── Dataset

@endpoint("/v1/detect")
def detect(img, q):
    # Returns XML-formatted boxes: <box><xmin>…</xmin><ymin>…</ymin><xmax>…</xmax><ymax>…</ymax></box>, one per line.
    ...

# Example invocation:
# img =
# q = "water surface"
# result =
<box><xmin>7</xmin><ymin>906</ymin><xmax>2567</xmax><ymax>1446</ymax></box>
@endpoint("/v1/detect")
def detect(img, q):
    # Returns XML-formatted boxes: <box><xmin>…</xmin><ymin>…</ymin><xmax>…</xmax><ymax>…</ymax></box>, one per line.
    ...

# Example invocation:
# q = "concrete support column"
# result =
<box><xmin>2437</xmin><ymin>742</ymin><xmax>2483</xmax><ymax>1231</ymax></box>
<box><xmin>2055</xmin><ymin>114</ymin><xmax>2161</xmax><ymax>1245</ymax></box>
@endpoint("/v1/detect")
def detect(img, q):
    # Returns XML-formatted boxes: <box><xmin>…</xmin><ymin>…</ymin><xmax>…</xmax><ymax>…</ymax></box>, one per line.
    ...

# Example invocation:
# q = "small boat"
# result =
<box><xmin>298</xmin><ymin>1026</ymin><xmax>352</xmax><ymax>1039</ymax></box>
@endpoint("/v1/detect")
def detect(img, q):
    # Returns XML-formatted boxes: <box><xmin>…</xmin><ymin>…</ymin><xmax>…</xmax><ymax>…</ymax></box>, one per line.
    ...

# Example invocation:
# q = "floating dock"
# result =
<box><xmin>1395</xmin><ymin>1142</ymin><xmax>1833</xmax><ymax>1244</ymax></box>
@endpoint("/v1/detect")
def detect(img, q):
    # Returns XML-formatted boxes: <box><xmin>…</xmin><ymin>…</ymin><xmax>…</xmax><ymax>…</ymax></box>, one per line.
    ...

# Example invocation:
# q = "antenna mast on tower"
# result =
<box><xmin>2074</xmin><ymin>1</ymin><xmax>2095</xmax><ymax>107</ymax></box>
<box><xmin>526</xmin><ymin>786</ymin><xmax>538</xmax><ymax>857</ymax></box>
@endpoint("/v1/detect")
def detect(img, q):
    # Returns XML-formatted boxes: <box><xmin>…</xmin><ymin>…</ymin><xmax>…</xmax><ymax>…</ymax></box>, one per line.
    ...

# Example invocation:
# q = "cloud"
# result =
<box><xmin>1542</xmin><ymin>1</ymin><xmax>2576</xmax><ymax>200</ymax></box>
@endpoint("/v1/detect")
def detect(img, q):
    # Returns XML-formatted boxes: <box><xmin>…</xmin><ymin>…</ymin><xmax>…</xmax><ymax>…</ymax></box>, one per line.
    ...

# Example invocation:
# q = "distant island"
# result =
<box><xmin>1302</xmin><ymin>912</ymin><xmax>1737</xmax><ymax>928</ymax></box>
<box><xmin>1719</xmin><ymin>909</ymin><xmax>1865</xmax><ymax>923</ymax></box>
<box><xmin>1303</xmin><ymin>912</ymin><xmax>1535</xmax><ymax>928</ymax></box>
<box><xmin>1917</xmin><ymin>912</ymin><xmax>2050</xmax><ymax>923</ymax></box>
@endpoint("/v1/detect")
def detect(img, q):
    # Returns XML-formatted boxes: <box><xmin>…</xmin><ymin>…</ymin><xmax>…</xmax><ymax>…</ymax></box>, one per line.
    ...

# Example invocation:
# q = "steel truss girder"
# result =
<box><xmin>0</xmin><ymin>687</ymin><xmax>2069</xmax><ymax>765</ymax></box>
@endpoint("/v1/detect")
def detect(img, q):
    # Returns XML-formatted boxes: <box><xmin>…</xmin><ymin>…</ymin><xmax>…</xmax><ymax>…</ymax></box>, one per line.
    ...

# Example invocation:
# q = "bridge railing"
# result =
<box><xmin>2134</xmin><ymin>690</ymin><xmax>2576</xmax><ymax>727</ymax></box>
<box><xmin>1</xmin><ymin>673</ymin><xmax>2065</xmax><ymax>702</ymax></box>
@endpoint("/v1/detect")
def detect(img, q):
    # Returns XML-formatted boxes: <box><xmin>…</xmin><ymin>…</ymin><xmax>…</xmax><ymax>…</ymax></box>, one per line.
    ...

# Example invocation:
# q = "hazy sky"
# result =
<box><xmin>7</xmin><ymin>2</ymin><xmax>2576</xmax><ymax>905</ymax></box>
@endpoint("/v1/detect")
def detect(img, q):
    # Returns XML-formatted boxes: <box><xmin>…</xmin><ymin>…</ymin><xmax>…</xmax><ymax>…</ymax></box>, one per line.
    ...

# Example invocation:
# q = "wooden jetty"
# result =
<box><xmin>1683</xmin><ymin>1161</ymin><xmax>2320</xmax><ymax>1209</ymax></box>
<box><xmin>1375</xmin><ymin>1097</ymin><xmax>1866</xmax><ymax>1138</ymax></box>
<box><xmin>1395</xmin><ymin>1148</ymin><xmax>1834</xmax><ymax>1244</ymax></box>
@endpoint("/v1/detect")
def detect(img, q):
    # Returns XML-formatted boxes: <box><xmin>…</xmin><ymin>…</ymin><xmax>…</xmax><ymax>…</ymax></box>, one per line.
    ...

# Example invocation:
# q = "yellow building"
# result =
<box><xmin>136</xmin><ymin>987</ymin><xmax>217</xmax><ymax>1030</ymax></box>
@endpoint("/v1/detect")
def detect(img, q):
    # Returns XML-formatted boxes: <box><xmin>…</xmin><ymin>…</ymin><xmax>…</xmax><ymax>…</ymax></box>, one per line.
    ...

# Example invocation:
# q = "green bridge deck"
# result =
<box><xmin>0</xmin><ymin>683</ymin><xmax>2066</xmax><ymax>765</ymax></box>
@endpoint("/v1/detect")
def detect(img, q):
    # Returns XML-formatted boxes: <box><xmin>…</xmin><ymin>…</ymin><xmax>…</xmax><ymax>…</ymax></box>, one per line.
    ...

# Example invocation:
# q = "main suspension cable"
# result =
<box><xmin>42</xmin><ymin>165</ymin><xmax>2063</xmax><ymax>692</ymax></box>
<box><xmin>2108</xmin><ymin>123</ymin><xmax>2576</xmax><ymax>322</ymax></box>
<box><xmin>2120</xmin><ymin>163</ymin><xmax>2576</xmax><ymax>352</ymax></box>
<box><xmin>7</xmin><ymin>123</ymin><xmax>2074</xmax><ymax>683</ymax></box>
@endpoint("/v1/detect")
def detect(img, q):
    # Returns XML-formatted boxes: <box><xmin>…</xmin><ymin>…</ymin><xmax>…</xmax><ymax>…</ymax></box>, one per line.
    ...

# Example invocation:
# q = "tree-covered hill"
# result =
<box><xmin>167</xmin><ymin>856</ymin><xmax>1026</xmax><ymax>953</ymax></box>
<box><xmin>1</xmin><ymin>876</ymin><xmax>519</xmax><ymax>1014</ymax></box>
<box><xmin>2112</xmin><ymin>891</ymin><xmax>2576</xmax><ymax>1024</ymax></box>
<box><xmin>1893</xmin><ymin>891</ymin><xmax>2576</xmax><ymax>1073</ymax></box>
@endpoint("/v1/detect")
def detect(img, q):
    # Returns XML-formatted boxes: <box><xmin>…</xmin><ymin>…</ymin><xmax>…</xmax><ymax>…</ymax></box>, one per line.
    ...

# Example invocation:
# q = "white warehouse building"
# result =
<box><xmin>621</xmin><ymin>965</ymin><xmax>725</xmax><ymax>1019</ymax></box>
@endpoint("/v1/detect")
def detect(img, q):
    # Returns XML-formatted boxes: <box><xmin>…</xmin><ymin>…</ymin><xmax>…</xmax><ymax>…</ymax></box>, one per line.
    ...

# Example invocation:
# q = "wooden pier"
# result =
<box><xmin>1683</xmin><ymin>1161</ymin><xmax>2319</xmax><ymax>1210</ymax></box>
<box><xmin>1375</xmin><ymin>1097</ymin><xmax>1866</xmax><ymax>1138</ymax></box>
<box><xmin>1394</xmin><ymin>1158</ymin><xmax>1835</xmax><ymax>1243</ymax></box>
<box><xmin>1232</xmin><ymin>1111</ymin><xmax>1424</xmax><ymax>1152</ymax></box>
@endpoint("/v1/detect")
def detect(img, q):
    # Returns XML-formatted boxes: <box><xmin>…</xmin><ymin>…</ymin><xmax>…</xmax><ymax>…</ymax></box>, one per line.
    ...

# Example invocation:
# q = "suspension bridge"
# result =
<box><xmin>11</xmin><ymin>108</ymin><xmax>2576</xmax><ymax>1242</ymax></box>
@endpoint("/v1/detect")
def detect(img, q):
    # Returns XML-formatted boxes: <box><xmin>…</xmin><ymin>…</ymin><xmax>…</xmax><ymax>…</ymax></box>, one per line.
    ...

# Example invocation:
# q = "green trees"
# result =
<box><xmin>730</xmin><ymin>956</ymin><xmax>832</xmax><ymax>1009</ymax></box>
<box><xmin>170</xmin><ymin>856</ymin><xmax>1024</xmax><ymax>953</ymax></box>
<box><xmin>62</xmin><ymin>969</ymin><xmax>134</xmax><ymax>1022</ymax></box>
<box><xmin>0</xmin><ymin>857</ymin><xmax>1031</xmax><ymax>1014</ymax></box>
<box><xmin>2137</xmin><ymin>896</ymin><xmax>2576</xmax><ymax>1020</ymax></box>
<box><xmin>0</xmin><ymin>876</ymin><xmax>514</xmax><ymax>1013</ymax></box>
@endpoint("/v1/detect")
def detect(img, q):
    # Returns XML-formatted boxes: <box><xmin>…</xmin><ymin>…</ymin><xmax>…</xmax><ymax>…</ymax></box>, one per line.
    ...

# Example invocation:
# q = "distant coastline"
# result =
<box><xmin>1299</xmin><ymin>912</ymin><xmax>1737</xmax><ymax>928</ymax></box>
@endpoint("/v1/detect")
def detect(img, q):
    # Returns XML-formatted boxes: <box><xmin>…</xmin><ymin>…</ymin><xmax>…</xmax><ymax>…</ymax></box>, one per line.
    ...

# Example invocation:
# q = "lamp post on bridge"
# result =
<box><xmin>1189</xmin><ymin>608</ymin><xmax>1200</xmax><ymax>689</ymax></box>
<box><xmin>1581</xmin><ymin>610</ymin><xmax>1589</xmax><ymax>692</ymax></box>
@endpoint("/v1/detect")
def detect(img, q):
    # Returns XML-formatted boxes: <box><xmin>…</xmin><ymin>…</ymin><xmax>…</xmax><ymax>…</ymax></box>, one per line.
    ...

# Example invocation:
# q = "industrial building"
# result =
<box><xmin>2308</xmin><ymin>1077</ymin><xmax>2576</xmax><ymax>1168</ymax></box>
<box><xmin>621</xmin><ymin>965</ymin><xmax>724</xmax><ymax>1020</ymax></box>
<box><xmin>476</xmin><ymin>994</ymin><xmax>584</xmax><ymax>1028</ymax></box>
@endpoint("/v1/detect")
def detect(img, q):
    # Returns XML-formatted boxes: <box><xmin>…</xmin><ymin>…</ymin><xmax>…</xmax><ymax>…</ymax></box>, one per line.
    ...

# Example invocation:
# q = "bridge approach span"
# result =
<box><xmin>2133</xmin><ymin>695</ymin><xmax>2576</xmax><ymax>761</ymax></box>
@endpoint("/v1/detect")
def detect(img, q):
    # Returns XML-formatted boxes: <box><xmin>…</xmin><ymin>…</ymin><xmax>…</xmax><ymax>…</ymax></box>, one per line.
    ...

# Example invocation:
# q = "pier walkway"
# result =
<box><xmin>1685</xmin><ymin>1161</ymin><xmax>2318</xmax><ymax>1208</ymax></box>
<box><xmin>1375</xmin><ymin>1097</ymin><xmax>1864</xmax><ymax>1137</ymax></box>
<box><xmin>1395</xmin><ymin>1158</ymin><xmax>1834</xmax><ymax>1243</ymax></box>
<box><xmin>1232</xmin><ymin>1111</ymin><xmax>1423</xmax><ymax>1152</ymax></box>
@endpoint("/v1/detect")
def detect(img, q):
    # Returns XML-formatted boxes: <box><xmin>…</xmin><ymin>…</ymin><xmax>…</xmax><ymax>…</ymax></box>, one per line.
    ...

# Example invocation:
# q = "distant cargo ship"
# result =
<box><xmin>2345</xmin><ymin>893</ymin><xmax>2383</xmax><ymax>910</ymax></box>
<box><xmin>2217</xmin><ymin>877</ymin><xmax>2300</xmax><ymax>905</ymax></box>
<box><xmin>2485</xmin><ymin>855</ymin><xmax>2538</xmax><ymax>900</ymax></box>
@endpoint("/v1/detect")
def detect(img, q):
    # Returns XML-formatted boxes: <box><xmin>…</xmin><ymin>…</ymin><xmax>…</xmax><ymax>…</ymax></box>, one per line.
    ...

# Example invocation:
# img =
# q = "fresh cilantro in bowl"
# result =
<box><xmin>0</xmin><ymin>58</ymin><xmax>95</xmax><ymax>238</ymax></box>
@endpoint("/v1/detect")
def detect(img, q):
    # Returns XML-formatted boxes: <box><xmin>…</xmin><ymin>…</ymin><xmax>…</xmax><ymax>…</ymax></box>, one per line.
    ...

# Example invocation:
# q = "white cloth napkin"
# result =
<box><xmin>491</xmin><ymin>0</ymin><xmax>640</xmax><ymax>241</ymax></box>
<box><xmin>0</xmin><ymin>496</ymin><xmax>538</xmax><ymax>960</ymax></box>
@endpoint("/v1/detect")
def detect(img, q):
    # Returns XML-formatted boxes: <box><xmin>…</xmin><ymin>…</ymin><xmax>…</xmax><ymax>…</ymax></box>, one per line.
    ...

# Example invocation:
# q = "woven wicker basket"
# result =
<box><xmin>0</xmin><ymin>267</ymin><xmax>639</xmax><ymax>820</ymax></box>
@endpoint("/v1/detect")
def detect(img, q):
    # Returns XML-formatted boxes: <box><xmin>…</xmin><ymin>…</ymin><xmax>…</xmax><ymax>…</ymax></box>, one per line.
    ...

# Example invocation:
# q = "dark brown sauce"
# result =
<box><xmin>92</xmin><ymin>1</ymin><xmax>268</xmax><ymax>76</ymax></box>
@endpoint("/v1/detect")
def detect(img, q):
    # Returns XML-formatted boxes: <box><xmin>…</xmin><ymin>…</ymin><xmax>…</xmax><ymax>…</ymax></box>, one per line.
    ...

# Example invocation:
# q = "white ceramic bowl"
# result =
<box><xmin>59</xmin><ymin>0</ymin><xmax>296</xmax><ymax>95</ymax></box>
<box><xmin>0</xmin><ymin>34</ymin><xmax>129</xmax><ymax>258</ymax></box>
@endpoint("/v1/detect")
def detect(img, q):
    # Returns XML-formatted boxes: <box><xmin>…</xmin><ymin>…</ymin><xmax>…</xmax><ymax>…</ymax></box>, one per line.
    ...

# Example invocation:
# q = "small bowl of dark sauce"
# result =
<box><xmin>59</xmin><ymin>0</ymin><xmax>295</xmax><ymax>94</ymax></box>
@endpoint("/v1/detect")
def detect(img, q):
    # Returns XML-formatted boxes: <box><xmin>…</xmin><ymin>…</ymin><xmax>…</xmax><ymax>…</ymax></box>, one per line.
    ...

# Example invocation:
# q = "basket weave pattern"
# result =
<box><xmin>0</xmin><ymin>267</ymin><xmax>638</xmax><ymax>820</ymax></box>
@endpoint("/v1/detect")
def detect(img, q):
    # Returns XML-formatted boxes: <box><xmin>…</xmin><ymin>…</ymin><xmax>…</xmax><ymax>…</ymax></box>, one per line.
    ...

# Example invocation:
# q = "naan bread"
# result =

────

▶ [Description of the task]: Lines with the word "bridge": how many appear in the data? State only the number.

▶ [Result for this exercise]: 5